## Start GIVEN TEXT

The end of that summer, for me, was filled with fear and dread. I had just come into my own. I had a wonderful group of fun and supportive friends. I had fallen in love. My self-esteem and confidence level was at an all-time high. I should have been able to move ahead with confidence and a sure foot. But I didn’t and it would be years, over 20, before I would I would have the same sense of self and confidence again.

September was fast approaching and I was packing for a new life in a new country – a journey I would be traveling, for the most part, alone without the security of friends and family, which for a 16 year old girl is hard and scary and crazy and bold, and a very grown-up thing to do.

I have never been one to embrace change. To this day I loathe it. I fear it. For a 16 year old to face such change and uncertainty is almost insurmountable. But I had committed to a year abroad and there was no turning back. My mother never let me quit which I suppose is a good thing because I am notoriously good at starting and stopping. To this day I am better at starting new projects than completing them.

## End GIVEN TEXT
## Start DATA LISTING

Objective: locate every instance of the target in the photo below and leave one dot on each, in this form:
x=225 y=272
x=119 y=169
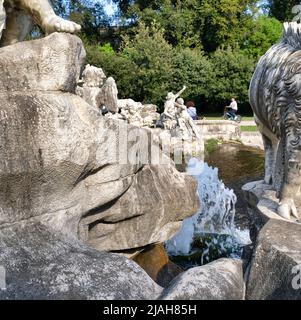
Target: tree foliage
x=282 y=9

## End DATA LISTING

- TASK -
In the text about preparing for a year abroad, retype the stretch from "I have never" through "than completing them." without any changes.

- SOLUTION -
I have never been one to embrace change. To this day I loathe it. I fear it. For a 16 year old to face such change and uncertainty is almost insurmountable. But I had committed to a year abroad and there was no turning back. My mother never let me quit which I suppose is a good thing because I am notoriously good at starting and stopping. To this day I am better at starting new projects than completing them.